:: Passage shown

AUTHOR=Gutiérrez-Esparza Guadalupe , Pulido Tomas , Martínez-García Mireya , Ramírez-delReal Tania , Groves-Miralrio Lucero E. , Márquez-Murillo Manlio F. , Amezcua-Guerra Luis M. , Vargas-Alarcón Gilberto , Hernández-Lemus Enrique TITLE=A machine learning approach to personalized predictors of dyslipidemia: a cohort study JOURNAL=Frontiers in Public Health VOLUME=11 YEAR=2023 URL=https://www.frontiersin.org/journals/public-health/articles/10.3389/fpubh.2023.1213926 DOI=10.3389/fpubh.2023.1213926 ISSN=2296-2565 ABSTRACT=Introduction

Mexico ranks second in the global prevalence of obesity in the adult population, which increases the probability of developing dyslipidemia. Dyslipidemia is closely related to cardiovascular diseases, which are the leading cause of death in the country. Therefore, developing tools that facilitate the prediction of dyslipidemias is essential for prevention and early treatment.

Methods

In this study, we utilized a dataset from a Mexico City cohort consisting of 2,621 participants, men and women aged between 20 and 50 years, with and without some type of dyslipidemia. Our primary objective was to identify potential factors associated with different types of dyslipidemia in both men and women. Machine learning algorithms were employed to achieve this goal. To facilitate feature selection, we applied the Variable Importance Measures (VIM) of Random Forest (RF), XGBoost, and Gradient Boosting Machine (GBM). Additionally, to address class imbalance, we employed Synthetic Minority Over-sampling Technique (SMOTE) for dataset resampling. The dataset encompassed anthropometric measurements, biochemical tests, dietary intake, family health history, and other health parameters, including smoking habits, alcohol consumption, quality of sleep, and physical activity.

::::
:: Source material

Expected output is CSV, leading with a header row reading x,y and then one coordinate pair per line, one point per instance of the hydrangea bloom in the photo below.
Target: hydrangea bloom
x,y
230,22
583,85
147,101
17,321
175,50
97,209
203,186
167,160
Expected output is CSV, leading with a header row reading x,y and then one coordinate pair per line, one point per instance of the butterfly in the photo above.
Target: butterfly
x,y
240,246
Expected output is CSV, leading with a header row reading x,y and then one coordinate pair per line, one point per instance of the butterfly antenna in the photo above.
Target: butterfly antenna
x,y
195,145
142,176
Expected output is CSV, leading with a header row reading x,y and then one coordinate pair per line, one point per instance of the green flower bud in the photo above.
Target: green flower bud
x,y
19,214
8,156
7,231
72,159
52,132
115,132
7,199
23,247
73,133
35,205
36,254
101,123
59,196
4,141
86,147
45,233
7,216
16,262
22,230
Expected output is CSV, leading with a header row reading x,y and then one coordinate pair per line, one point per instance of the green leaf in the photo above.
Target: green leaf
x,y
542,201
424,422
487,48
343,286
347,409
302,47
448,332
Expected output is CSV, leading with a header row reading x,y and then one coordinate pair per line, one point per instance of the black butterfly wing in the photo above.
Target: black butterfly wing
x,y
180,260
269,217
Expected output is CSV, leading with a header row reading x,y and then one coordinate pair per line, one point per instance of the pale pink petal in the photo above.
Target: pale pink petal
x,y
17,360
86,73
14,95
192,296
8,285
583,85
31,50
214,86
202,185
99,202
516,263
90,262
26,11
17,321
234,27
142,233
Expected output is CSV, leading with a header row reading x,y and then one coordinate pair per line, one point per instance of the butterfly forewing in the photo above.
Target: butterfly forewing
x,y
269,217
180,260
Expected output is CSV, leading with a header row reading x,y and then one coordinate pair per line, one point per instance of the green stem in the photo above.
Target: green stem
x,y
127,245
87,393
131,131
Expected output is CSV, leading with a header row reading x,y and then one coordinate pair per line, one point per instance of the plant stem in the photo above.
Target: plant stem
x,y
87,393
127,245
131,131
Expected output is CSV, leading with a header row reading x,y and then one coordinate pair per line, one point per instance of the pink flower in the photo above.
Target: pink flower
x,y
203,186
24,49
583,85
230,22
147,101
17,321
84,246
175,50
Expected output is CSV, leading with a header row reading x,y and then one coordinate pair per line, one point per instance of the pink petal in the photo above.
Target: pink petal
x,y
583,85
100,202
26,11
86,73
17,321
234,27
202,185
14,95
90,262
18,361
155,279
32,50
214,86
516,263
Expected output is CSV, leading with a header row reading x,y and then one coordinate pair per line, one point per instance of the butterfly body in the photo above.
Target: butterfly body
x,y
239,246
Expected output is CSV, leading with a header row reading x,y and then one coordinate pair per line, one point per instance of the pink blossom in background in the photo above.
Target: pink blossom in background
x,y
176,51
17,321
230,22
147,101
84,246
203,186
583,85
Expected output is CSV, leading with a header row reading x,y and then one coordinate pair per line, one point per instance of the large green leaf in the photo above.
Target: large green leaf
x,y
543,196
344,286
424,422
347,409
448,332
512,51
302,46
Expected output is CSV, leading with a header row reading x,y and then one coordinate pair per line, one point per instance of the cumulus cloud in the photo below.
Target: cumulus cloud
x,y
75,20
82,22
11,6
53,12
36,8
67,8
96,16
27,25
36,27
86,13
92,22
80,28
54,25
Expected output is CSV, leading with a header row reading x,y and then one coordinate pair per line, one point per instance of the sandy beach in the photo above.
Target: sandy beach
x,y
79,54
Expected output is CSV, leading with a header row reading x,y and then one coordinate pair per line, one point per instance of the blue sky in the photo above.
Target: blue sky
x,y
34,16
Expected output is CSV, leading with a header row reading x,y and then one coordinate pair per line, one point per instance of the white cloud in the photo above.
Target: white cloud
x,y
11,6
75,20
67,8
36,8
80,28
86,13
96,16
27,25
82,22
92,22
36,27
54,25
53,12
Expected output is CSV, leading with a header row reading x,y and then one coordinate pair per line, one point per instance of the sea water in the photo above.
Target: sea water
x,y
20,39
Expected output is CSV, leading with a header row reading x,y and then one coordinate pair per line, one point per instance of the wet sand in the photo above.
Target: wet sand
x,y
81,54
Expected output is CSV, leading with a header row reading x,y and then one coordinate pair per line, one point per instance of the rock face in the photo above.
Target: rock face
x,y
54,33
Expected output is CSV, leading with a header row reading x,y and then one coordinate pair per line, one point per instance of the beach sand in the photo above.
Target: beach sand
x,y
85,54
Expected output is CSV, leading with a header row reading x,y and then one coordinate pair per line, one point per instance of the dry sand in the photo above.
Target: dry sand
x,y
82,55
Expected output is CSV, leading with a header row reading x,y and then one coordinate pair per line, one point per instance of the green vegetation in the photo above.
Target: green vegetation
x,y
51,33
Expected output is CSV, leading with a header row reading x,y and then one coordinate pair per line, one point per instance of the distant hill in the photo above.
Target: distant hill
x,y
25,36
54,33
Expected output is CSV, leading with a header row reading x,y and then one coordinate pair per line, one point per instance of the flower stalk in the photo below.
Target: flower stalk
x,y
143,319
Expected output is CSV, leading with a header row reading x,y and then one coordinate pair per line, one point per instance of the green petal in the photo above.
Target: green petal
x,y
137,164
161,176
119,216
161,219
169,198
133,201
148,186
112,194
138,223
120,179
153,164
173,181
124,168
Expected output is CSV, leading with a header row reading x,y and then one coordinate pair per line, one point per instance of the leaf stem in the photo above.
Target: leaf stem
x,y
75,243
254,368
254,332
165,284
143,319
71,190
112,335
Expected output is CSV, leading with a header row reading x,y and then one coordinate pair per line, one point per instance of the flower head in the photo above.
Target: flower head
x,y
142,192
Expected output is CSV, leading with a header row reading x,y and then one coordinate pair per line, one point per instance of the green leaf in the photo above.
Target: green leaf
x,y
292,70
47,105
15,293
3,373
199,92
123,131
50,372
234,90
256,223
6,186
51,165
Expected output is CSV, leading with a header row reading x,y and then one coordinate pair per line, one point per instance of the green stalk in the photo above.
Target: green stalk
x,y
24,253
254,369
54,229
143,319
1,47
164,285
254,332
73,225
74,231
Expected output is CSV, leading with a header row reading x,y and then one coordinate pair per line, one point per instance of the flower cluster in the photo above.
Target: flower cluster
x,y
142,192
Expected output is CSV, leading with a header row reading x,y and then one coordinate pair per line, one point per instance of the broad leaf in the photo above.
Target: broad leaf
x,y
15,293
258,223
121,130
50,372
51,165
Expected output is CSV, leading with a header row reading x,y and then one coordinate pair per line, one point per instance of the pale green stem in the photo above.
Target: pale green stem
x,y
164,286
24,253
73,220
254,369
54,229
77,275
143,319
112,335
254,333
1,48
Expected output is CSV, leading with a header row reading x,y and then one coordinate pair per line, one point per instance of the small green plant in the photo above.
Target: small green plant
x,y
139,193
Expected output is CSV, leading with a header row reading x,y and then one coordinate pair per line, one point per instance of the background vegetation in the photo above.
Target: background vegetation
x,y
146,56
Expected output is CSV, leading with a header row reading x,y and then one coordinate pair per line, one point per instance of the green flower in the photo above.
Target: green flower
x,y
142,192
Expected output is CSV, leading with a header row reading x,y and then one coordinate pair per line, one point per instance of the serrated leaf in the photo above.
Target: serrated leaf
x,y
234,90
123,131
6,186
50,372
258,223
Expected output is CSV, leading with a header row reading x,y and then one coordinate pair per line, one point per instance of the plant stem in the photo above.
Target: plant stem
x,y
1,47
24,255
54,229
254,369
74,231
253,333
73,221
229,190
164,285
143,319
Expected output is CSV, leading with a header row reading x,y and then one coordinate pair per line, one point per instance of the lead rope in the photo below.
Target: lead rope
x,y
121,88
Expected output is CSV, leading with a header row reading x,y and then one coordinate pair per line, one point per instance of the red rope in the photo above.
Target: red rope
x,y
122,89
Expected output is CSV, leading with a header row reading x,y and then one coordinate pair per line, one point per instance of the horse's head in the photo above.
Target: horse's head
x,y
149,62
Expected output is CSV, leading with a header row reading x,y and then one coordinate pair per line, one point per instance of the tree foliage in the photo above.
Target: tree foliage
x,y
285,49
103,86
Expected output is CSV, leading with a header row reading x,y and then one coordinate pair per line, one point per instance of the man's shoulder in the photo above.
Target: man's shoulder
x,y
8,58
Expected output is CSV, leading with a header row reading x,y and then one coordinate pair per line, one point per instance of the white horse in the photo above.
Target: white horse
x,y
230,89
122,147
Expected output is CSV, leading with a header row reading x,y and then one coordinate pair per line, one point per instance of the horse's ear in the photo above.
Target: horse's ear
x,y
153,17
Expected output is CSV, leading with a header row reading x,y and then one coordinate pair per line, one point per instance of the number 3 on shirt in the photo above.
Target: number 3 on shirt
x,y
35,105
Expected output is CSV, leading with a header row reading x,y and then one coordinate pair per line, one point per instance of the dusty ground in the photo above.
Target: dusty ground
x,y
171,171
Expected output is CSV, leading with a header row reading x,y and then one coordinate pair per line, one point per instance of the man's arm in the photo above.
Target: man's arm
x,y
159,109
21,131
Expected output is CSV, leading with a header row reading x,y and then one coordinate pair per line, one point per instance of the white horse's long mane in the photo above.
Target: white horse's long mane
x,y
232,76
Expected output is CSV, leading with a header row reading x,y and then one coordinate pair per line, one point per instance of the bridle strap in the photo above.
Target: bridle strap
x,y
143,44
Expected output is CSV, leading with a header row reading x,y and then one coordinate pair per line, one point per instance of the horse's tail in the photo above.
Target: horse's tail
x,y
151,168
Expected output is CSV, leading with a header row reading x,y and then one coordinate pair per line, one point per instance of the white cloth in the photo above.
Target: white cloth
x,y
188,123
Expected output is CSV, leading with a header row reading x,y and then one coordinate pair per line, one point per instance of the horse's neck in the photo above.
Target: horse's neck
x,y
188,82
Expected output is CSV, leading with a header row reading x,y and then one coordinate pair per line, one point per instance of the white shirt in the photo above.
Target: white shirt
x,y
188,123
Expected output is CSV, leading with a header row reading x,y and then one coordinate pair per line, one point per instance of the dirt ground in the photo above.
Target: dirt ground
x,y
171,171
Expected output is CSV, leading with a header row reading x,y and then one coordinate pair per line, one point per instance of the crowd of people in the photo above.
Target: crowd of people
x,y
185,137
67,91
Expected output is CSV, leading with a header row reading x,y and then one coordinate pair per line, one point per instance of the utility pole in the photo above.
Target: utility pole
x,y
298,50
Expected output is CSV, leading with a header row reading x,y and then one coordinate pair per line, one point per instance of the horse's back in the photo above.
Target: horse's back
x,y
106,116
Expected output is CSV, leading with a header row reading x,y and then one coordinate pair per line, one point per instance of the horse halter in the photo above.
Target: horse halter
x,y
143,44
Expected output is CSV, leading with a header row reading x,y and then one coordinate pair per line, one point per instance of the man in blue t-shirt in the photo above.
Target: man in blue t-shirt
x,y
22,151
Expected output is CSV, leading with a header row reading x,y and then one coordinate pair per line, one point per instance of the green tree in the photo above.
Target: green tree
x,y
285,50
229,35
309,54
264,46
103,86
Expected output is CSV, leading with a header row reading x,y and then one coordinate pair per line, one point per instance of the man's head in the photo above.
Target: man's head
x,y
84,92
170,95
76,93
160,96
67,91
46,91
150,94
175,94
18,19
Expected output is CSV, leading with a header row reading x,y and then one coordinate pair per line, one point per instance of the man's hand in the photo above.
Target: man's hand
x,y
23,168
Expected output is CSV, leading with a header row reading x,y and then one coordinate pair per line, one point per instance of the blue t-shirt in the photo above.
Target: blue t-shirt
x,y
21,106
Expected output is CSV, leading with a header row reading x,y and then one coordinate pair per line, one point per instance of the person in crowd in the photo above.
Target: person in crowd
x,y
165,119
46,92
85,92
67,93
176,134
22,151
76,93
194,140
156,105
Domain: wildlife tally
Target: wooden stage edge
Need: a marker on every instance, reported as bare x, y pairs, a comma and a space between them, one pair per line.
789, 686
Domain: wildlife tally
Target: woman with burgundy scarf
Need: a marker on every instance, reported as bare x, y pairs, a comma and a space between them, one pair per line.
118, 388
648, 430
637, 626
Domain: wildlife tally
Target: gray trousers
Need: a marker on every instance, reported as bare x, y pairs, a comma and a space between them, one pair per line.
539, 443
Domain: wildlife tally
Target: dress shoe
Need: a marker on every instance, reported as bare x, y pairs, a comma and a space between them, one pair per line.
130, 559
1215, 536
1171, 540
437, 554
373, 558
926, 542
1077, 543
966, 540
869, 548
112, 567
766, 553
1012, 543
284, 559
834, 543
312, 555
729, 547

::::

** Try it **
Can you rewrite the dyslipidemia abstract from "Mexico ranks second" up to and including "and early treatment.", with "cardiovascular diseases" changed to "heart diseases"? Work only from the dyslipidemia abstract.

** Answer section **
Mexico ranks second in the global prevalence of obesity in the adult population, which increases the probability of developing dyslipidemia. Dyslipidemia is closely related to heart diseases, which are the leading cause of death in the country. Therefore, developing tools that facilitate the prediction of dyslipidemias is essential for prevention and early treatment.